» YOUR INSTRUCTIONS: Extract from the listing below each line that contains the word "hair", copying every such line in full.

» ENTRIES:
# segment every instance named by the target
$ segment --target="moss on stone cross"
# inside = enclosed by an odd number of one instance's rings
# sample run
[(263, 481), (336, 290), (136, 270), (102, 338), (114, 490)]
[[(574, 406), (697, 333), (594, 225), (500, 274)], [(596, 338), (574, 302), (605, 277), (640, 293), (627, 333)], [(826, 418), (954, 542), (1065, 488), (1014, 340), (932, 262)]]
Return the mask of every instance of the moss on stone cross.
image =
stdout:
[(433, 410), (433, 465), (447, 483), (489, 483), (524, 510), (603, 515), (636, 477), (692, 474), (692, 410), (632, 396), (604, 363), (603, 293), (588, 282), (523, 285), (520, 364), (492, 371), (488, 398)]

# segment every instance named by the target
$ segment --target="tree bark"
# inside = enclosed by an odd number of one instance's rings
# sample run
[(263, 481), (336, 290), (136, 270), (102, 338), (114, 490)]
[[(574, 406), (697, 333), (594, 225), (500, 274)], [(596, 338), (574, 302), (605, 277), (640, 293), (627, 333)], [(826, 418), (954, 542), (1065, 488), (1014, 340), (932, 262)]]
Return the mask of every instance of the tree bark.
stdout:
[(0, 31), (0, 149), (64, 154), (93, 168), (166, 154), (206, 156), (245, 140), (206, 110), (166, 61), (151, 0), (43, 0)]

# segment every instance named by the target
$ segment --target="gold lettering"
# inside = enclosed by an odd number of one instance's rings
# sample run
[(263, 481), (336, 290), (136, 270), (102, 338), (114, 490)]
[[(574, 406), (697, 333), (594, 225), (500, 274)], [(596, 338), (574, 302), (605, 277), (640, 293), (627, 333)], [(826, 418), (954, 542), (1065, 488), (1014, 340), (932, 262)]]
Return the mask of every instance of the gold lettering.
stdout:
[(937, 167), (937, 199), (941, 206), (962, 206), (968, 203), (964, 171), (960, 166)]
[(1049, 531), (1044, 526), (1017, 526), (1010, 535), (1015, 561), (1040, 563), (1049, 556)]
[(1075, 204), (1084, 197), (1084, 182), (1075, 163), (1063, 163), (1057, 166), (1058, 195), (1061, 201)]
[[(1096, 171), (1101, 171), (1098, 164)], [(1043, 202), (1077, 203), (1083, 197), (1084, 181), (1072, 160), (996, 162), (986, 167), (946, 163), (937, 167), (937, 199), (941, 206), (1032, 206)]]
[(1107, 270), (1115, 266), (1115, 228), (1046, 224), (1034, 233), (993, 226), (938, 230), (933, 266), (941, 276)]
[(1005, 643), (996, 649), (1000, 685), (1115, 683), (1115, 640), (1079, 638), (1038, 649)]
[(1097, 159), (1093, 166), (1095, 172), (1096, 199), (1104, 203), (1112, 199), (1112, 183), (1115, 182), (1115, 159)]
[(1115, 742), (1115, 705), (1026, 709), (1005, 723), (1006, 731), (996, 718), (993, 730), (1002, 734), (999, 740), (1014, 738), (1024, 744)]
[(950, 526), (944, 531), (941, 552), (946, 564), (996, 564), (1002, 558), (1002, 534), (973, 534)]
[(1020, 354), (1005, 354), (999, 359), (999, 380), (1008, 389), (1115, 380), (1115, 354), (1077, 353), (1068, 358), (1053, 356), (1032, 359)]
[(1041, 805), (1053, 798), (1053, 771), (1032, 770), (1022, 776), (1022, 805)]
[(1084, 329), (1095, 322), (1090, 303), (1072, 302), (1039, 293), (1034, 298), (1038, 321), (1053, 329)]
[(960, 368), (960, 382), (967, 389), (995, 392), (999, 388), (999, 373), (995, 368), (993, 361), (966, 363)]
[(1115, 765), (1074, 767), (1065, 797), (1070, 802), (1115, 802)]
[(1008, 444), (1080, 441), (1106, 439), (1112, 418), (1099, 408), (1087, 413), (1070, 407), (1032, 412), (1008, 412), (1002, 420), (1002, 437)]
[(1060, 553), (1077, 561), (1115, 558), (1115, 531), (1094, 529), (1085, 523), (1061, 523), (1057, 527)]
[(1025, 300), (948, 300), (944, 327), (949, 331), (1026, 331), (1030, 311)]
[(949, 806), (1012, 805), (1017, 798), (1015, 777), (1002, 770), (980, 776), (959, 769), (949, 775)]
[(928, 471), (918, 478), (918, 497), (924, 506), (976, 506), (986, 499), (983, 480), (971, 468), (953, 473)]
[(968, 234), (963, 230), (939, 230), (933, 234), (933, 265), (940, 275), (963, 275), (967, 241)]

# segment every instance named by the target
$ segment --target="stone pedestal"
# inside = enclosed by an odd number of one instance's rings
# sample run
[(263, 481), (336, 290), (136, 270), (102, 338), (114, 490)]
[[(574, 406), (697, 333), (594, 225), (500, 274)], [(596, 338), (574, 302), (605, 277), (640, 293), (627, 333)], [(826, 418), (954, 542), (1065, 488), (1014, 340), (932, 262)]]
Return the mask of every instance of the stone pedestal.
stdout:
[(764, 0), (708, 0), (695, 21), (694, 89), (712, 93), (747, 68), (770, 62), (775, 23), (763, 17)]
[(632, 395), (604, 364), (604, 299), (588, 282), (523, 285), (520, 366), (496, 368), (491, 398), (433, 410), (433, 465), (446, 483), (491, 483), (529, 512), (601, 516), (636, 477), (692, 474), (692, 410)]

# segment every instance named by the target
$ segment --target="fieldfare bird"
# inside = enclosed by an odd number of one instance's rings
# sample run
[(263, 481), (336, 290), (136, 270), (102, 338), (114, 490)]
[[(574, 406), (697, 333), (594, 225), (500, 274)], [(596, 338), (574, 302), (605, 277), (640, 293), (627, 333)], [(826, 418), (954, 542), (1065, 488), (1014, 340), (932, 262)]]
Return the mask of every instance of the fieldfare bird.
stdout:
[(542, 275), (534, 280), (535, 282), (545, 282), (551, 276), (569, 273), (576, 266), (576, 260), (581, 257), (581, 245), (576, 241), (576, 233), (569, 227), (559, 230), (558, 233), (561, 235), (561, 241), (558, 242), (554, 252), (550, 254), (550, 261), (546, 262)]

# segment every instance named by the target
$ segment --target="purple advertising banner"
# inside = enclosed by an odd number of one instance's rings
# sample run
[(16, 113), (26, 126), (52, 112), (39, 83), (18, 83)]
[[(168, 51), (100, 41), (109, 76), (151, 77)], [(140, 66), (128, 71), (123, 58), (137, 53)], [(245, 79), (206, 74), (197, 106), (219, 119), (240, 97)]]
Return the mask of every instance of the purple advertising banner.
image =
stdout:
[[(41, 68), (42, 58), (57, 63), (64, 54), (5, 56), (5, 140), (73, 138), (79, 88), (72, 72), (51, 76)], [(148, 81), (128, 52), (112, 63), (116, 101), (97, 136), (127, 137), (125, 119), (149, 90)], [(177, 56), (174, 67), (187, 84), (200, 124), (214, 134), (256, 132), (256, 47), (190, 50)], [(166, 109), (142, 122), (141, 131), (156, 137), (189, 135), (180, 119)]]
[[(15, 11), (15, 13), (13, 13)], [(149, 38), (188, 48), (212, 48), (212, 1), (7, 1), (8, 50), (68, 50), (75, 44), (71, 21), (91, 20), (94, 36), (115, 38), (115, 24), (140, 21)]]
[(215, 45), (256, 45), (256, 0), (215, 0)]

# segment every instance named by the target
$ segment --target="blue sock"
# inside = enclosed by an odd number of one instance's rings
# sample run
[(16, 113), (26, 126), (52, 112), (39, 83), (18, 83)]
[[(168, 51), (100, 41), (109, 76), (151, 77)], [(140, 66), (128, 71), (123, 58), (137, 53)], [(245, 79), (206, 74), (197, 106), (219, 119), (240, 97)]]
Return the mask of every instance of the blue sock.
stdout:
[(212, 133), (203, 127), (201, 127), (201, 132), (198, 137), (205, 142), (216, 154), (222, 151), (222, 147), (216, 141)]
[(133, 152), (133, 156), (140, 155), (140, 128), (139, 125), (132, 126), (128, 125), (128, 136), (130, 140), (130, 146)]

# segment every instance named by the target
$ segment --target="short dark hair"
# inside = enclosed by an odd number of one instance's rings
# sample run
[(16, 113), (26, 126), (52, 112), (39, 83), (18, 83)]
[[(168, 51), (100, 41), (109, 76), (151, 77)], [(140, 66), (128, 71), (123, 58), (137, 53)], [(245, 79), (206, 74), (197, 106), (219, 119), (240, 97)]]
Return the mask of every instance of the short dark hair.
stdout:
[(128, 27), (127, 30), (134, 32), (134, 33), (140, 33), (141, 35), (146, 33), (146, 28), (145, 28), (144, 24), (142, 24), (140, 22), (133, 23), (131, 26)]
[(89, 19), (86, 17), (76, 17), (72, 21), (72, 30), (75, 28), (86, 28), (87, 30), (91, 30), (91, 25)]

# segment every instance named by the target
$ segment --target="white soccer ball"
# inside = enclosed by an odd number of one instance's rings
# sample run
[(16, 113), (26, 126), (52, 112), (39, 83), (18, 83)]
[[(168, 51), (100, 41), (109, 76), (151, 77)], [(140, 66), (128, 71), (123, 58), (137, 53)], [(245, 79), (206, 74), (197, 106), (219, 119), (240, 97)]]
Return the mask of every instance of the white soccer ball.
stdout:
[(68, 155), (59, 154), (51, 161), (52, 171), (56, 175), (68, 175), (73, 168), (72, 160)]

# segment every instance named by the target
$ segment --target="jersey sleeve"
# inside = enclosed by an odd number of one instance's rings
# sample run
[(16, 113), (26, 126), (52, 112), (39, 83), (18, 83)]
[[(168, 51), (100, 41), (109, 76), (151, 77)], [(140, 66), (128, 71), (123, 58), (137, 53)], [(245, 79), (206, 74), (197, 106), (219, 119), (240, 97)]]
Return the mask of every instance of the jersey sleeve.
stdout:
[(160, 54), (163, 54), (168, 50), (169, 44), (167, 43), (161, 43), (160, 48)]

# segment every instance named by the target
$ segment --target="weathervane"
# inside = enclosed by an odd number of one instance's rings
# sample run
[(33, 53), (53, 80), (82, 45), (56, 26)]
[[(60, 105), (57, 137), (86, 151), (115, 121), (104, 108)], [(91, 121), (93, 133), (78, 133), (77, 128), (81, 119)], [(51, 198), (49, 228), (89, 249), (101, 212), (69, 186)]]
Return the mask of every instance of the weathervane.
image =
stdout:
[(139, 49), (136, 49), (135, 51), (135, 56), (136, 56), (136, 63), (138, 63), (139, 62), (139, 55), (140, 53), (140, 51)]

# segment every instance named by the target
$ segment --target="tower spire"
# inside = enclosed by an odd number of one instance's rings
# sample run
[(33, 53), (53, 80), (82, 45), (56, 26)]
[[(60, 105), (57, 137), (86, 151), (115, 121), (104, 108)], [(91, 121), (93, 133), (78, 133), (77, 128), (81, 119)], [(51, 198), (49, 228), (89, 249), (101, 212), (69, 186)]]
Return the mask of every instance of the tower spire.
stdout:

» EXERCISE ANSWER:
$ segment --target="short dark hair"
Return the mask of every instance of the short dark hair.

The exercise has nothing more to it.